**演習の課題**
(1) アイリスの資金調達の記事をもとに、次の問いに答えてください。
(a) アイリスが行った第三者割当増資の金額はいくらですか。
(b) アイリスが設立されたのはいつですか。
(c) 「インフルエンザ濾胞」はインフルエンザ患者の何%に特徴的にみられますか。
(2) アイリスの資金調達の記事を、最後の文に続けて書き継いでください。

**抜粋本文**
....

7May

AI医療機器ベンチャーのアイリス(株)(本社:東京都千代田区、代表取締役:沖山翔)がさきごろ、塩野義製薬、Beyond Next Ventures2号投資事業有限責任組合を引受先とする、12.5億円の第三者割当増資を行った。すでに実施している臨床研究法に則った臨床試験と並行し、今後は治験や薬事承認に向け、開発を加速していく。
第三者割当増資で12.5億円の資金調達を実施
2017年11月に設立された同社は、「匠の技を医療現場に届ける」をミッションに、人工知能技術を用いた高精度・早期診断対応のインフルエンザ診断支援AI医療機器を開発している。今回の資金調達で、開発中のインフルエンザ診断支援AI医療機器の薬事承認や保険償還の早期実現を目指す。
同社が開発中のインフルエンザ診断支援AI医療機器は、インフルエンザ患者の99%に特徴的にみられる「インフルエンザ濾胞」と呼ばれる腫れ物の観察により、インフルエンザを判定する。濾胞自体は風邪や健康な人にも似たような膨らみがみられるが、インフルエンザの濾胞には特有の特徴があることを日本の医師が突き止めている。この2つ違いを見極めることが、開発における重要なポイントとなる。

....

**データ**
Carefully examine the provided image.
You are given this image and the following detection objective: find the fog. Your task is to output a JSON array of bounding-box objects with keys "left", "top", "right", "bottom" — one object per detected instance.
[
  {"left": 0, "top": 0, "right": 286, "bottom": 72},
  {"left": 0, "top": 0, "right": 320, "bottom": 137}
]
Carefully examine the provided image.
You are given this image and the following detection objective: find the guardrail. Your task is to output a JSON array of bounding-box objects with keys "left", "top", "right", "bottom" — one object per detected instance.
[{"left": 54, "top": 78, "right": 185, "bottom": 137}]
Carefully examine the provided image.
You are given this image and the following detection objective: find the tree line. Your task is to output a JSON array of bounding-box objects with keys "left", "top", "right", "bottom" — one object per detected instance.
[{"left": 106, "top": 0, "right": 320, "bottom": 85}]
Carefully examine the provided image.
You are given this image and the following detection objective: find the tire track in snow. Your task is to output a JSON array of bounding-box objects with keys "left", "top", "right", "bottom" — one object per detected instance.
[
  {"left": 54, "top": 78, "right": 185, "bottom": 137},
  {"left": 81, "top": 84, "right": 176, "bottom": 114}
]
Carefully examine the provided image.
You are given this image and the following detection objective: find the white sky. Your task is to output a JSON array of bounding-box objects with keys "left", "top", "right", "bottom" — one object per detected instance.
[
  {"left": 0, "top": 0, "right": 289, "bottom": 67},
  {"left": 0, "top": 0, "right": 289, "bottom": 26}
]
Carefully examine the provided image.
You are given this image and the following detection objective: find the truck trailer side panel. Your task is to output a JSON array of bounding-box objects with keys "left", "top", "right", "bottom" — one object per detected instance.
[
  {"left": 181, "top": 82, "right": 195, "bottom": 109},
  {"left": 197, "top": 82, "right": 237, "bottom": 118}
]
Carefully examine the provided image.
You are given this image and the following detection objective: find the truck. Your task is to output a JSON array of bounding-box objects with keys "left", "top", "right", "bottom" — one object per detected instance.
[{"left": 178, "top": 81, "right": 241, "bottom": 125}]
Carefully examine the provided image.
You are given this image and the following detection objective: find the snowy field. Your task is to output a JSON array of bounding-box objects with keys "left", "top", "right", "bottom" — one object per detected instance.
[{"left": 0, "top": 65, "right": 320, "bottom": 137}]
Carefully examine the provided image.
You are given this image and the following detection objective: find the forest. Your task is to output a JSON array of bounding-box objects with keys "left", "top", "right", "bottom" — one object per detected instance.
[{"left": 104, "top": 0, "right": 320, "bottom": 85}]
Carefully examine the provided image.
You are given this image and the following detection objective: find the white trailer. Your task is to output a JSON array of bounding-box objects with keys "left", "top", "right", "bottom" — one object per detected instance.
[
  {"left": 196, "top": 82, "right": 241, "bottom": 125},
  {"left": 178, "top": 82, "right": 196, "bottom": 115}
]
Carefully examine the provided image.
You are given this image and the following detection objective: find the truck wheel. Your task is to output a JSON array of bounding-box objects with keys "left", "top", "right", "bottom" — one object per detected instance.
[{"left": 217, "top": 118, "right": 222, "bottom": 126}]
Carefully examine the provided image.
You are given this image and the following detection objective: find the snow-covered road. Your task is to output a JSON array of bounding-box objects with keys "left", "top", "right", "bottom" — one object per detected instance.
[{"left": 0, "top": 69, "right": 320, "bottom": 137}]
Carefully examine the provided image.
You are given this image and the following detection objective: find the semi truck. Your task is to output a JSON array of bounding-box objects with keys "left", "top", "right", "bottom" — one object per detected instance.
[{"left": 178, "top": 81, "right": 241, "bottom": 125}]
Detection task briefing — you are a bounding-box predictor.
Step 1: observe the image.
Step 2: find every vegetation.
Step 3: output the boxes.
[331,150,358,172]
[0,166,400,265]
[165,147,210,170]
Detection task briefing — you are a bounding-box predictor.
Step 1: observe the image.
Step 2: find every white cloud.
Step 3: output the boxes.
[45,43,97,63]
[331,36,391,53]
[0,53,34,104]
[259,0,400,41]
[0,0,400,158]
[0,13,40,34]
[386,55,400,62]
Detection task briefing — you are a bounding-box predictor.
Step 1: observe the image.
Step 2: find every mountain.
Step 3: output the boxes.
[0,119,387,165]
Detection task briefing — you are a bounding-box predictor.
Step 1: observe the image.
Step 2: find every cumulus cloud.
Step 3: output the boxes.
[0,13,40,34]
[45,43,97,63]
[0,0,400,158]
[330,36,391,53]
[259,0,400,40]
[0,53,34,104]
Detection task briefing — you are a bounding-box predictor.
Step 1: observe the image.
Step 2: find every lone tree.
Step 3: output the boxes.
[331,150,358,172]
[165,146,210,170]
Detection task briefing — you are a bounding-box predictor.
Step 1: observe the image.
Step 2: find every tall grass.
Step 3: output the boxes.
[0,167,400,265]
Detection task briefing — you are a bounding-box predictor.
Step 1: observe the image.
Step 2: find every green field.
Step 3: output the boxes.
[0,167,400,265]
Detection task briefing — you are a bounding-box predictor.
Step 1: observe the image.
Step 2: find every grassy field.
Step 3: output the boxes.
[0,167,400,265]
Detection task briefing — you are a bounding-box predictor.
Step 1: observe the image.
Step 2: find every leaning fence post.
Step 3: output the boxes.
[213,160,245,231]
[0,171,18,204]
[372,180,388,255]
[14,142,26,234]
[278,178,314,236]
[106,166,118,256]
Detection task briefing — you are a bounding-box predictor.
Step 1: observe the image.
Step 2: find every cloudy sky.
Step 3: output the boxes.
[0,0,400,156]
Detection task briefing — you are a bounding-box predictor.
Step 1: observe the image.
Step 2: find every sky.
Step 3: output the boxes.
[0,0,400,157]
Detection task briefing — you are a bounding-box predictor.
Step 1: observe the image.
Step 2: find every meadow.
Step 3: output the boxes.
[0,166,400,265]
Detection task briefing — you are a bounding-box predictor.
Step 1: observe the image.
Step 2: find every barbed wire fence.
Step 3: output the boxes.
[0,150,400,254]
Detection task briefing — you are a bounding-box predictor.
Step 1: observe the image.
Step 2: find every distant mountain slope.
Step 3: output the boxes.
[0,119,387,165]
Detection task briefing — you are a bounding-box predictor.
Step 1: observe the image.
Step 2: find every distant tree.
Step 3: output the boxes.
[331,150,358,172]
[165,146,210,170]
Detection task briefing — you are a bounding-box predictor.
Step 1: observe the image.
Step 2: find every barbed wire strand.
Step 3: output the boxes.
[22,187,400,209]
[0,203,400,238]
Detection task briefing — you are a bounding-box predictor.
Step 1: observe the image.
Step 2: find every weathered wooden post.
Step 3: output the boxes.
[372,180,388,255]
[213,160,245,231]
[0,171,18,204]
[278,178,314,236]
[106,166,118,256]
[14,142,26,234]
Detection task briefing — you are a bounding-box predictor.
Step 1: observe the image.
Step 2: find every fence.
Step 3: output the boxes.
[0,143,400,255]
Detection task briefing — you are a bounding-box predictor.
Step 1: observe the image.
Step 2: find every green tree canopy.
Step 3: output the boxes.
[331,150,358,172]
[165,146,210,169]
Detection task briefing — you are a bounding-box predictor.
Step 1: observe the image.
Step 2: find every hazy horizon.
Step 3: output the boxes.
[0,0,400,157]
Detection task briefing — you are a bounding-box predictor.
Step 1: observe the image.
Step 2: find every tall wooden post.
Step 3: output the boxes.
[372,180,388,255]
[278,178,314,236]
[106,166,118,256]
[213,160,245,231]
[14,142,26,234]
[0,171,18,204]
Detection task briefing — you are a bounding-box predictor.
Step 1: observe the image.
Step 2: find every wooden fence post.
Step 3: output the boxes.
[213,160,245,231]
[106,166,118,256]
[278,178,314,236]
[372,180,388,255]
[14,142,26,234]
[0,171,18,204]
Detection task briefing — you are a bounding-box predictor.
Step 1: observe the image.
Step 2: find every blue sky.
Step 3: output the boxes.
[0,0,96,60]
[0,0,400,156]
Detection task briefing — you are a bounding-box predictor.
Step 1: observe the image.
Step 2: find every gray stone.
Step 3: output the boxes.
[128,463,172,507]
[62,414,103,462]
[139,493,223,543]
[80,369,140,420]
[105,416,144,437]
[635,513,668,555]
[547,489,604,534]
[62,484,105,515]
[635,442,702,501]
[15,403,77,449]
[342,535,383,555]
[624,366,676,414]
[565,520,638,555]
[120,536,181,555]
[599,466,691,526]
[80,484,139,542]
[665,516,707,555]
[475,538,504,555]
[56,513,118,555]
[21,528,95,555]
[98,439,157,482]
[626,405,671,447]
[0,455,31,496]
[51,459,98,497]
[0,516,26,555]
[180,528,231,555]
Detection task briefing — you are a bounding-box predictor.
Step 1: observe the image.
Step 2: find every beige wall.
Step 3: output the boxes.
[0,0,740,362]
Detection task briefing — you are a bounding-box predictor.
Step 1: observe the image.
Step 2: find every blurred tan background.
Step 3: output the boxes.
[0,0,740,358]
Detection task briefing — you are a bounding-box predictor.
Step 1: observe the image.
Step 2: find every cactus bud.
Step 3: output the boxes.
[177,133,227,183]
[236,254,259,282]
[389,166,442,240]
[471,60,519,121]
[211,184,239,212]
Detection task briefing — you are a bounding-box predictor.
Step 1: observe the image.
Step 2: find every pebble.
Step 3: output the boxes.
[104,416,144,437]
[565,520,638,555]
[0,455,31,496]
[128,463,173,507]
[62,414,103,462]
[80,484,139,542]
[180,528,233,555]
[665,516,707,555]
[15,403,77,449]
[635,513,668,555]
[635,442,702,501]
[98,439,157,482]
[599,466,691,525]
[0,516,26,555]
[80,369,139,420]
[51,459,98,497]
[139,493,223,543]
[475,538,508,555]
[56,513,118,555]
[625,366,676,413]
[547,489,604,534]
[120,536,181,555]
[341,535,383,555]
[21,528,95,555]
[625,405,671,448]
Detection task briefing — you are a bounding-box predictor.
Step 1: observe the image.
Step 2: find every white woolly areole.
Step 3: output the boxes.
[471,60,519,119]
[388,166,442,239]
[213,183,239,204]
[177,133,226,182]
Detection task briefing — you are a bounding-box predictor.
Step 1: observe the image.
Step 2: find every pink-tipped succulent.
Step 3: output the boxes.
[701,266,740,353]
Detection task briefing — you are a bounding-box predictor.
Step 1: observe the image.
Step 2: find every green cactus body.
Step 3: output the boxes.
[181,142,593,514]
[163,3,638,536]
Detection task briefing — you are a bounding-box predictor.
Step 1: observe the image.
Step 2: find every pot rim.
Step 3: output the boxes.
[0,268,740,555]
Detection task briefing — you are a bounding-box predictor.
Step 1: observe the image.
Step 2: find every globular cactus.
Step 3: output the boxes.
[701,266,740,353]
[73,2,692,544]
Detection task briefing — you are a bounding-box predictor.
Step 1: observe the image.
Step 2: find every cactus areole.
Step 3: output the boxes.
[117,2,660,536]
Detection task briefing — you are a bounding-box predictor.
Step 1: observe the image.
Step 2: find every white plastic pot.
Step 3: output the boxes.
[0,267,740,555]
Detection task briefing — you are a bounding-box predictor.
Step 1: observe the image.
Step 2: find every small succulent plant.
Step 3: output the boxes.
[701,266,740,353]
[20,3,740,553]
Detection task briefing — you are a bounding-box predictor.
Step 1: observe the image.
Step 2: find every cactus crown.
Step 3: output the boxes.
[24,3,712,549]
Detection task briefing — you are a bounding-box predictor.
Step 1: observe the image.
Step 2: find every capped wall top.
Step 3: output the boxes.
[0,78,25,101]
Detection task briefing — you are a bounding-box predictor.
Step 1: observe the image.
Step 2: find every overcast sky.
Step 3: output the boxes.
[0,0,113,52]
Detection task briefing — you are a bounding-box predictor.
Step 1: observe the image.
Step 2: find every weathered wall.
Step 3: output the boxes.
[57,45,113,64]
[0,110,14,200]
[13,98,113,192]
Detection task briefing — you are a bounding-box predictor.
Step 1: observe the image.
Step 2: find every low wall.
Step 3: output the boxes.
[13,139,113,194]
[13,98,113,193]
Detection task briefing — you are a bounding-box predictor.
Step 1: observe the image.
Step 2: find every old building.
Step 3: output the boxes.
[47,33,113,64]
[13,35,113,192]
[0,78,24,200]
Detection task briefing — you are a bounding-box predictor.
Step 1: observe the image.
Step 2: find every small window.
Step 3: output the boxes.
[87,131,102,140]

....

**課題の解答**
(1)
(a) 12.5億円
(b) 2017年11月
(c) 99%

(2)
もっとも、両者の違いはごくわずか。表面の色調や艶やかさ、大きさや盛り上がり方など様々な特徴が入り混じり、その道何十年のベテラン医師が判別できても、経験の浅い医師では容易には見分けられない。そこで出番となるのがAIだ。同社は匠の医師の眼に代わり、画像解析のアルゴリズムを活用。患者の鼻の奥に綿棒を入れる代わりにのどの写真を撮影して画像解析。インフルエンザ濾胞の画像の特徴を学習させたAIで“診断”することで、発症の早い段階から陰性/陽性を見極める。

予防段階での“匠”は行政も求めている。厚労省資料 “第7回 保健医療分野AI開発加速コンソーシアム” より抜粋
インフルエンザは感染力が強く、早期の対策が必要となるが、発症後24時間以上が経過しないと診断精度が十分に上がらない。加えて、その精度自体も6割程度といわれる。もしも誤判定があれば、その患者の行動によっては、感染が拡大するリスクもある。だからこそ、汎用的で精度の高い診断が可能な医療機器が医療現場で求められている。
医療現場におけるAIは、すでにがんの判定などでも人間の眼を超えたといわれるほどで、着実に進化を遂げている。同社が掲げるミッションのように、匠の技が当たり前のように医療現場に届く未来は、決して遠くはない。AIが、その実現に重要な役割を果たすことは間違いなく、同機器の今後の展開も注目される。